Personalisation:

Personalisation is the use of data to understand what individual customers want, so that you can give it to them before they ask.

A couple of generations ago, the local independent retailer knew all his customers by name and by what they ordered. The customer who called in at 8am every day for a Daily Mail and a packet of mints, the man who popped in at 5.15pm for his packet of cigarettes and a copy of the Mirror, as well as the shoppers who only came in at the weekend to buy sweets for their kids and the Sunday papers.

Relationships were built over regular visits, knowing exactly what the customer wanted before they asked for it and offering extra items at the right time – a bottle of Lucozade, for example, when someone in the family was ill or sourcing the latest sweets that all the kids were talking about.

This is old school personalisation – knowing your customer, pre-empting what they want and upselling the right products based on profile and behavior.

Today, personalisation still exists but it has grown exponentially. Today, rather than remembering a couple of hundred customers in a corner shop, Amazon remembers the 197 million customers who shop with them each month. Personalisation comes when you know enough about all your customers – online and offline – to deliver content and offers that are highly relevant to them at exactly the right time. Product relevance leads to much higher engagement levels, and sales conversions, than would otherwise be achieved through generic offers.

72% of consumers say they don’t interact with marketing messages that aren’t personalised or tailored to their interests. Personalisation in marketing comms is far more effective because it focuses on precise targeting (like a sniper) rather than mass marketing (scatter gun).

Deep customer knowledge

This can only be achieved with a deep knowledge of your customers. And this is where ‘data’ comes in. Pure Play operators like Amazon have an advantage in that all transactions are done online so they can see all of your transactions, and interactions, easily. But they are also obsessed about learning everything they can about their customers. Every single day, Amazon changes the prices of products on its website 2.5 million times, introducing dynamic pricing techniques on a very large scale. Data drives these changes.

Omni channel operators – or bricks and clicks businesses – have it tougher. A business like John Lewis has to try and match up customers who are shopping in store and online so that they can treat them holistically as one customer not two separate people. This is why so many retailers now have in store loyalty schemes – it is the only way to get a customer to self identify when they spend in store. Identity online is easy – the customer has an account or, at least, a name and delivery address or, even better, they can register their loyalty card online as well. Points don’t only make prizes, they create a single customer entity!

Records for outline labeling:
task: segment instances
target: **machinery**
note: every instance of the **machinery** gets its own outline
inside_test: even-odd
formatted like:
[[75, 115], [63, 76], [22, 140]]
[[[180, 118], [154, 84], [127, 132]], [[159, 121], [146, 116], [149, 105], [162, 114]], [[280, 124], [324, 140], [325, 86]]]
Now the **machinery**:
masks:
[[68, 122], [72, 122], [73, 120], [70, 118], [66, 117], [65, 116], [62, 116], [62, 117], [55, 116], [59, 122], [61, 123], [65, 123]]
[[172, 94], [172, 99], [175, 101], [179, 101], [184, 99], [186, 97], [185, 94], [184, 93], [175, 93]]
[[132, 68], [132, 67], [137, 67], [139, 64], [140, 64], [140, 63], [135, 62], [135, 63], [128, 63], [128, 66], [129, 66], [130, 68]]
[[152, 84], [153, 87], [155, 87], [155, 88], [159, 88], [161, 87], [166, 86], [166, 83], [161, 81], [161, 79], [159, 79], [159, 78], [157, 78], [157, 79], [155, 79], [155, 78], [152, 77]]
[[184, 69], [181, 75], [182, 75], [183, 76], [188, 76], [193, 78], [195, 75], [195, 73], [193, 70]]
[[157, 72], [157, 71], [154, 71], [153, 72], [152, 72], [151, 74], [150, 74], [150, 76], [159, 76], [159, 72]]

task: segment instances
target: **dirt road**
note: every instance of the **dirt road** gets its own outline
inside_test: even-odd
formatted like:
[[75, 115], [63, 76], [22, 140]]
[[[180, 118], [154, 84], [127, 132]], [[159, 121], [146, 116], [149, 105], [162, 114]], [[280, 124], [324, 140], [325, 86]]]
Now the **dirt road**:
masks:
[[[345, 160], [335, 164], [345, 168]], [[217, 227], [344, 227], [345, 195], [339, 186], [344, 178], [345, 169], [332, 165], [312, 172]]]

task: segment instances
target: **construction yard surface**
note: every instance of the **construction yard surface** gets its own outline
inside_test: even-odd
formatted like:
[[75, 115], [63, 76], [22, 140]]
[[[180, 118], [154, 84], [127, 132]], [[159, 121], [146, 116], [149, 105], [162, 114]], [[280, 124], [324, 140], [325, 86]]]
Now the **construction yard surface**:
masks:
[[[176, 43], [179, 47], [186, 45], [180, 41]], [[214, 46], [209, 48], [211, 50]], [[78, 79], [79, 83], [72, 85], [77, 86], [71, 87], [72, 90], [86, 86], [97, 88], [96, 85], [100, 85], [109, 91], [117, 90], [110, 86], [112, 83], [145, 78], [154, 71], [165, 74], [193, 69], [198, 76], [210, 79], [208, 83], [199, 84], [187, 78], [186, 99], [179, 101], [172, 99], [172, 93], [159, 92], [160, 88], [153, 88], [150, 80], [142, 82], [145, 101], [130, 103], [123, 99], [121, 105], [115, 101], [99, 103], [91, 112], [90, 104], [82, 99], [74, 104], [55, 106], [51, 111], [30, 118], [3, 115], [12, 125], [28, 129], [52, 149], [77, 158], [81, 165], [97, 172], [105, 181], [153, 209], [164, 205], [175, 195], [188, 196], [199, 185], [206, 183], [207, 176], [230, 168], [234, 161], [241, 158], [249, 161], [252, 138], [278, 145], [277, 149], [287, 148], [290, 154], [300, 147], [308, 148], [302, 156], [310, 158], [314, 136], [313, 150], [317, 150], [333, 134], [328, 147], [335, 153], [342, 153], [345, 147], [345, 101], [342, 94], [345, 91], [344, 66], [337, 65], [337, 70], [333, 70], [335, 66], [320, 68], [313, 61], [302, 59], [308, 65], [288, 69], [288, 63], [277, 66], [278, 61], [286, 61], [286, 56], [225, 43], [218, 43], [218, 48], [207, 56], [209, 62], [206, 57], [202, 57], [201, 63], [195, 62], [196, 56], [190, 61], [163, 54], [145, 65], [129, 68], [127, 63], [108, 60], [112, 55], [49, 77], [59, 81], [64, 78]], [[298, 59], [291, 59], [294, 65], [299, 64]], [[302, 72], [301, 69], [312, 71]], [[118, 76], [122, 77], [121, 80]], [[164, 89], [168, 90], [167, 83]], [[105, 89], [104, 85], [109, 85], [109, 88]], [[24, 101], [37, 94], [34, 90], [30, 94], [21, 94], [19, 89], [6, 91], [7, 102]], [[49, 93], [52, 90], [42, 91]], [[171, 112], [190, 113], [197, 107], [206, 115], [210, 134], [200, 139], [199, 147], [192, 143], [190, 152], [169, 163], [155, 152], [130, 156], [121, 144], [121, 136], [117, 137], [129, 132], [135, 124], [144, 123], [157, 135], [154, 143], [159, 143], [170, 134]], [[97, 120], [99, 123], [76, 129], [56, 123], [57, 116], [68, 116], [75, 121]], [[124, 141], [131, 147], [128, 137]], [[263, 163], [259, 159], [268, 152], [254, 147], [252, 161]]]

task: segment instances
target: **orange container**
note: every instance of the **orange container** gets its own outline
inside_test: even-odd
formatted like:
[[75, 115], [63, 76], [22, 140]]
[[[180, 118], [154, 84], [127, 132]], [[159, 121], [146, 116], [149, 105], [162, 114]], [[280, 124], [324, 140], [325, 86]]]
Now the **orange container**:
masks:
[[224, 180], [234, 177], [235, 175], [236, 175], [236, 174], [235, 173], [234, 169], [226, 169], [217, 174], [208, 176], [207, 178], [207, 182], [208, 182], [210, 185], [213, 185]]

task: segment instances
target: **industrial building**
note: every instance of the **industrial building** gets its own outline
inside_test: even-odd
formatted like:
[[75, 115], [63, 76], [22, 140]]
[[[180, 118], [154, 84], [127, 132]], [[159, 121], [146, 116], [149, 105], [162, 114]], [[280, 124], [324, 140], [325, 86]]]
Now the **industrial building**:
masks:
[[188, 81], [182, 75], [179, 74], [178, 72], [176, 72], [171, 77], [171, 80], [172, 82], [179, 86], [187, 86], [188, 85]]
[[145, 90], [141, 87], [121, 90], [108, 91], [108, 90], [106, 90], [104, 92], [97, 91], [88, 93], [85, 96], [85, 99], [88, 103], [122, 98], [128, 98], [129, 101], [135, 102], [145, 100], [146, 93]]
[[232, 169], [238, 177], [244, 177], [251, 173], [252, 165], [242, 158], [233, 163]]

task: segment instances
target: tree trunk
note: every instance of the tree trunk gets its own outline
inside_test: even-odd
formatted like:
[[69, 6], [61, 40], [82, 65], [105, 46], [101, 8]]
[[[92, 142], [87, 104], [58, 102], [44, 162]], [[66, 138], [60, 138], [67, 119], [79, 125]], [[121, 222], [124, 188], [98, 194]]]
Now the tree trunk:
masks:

Things to do.
(1) Scale the records, starting with their first line and going on through the line with "165], [312, 172]]]", and write those lines out again with the requests included. Multiply every outline point coordinate in the answers by 1.45 and round it to a whole number, with halves rounded up.
(2) Pick up the passage on retail personalization after its last sentence and carry it forward.
The passage on retail personalization and the records have no connection to each other.

Responses to the exercise.
(1)
task: segment instances
target: **machinery**
note: every instance of the **machinery** gets its own outline
inside_test: even-odd
formatted like:
[[75, 115], [63, 76], [22, 140]]
[[[180, 118], [154, 84], [127, 132]], [[159, 121], [146, 116], [149, 105], [162, 114]], [[280, 124], [324, 140], [325, 86]]]
Now the **machinery**:
masks:
[[99, 177], [104, 177], [106, 174], [102, 171], [96, 170], [94, 168], [90, 168], [90, 170], [80, 168], [86, 177], [88, 178], [94, 178]]
[[249, 136], [249, 144], [254, 146], [260, 146], [267, 144], [270, 141], [268, 136], [267, 135], [254, 135]]
[[191, 99], [191, 97], [199, 97], [202, 93], [203, 93], [203, 91], [196, 90], [196, 91], [186, 91], [186, 96], [187, 96], [189, 99]]
[[220, 122], [222, 126], [225, 126], [225, 128], [231, 128], [233, 126], [241, 125], [241, 120], [233, 117], [233, 115], [231, 115], [231, 113], [228, 113], [228, 115], [225, 115], [225, 113], [220, 112]]
[[267, 100], [262, 109], [264, 109], [265, 110], [273, 110], [280, 113], [283, 109], [283, 106], [280, 102]]
[[228, 104], [228, 103], [223, 103], [222, 104], [220, 104], [219, 107], [218, 107], [218, 110], [231, 110], [231, 104]]

task: segment instances
target: **dirt road**
note: every instance of the **dirt road** gets its own outline
inside_test: even-odd
formatted like:
[[75, 115], [63, 76], [22, 140]]
[[[180, 118], [154, 84], [127, 132]], [[159, 121], [146, 116], [149, 105], [162, 114]], [[280, 124], [324, 140], [325, 86]]]
Now the **dirt road**:
masks:
[[[500, 232], [486, 238], [500, 244]], [[315, 329], [499, 329], [500, 283], [492, 270], [499, 258], [500, 245], [481, 239], [452, 249]]]

(2)
The wholesale advantage

Ironically, this is much easier in the world of wholesale. All customers have to be registered to shop and have to use their account number when they order goods. This has always been the way and this means that wholesalers are sat on years of data about their customers. They know who visits or orders weekly, who comes in three times a week and who only shops seasonally or for specific product categories. While online retailers are building knowledge over time as their customer database is built up, wholesalers already have it to hand in their back office or ERP system.

Enriching the knowledge pool

But additional customer information can be gathered on a continuous basis and added to the knowledge pool to enrich our understanding of customers. Every touch point with customers is an opportunity to learn more. Data can be captured from all types of sources – obviously online and offline as customers are ordering products or on the web as they are searching out promotions, but also via delivery drivers and reception desks, these staff pick up vital knowledge, which can be integrated with other accumulating data sets. Customers can be encouraged to leave reviews on their wholesalers’ feedback pages which provide further data clues (eg. growing resentment).

Data silos must be brought down. Data is power, and even more so when all data sets within an organisation are merged together to produce an outcome greater than the sum of the parts.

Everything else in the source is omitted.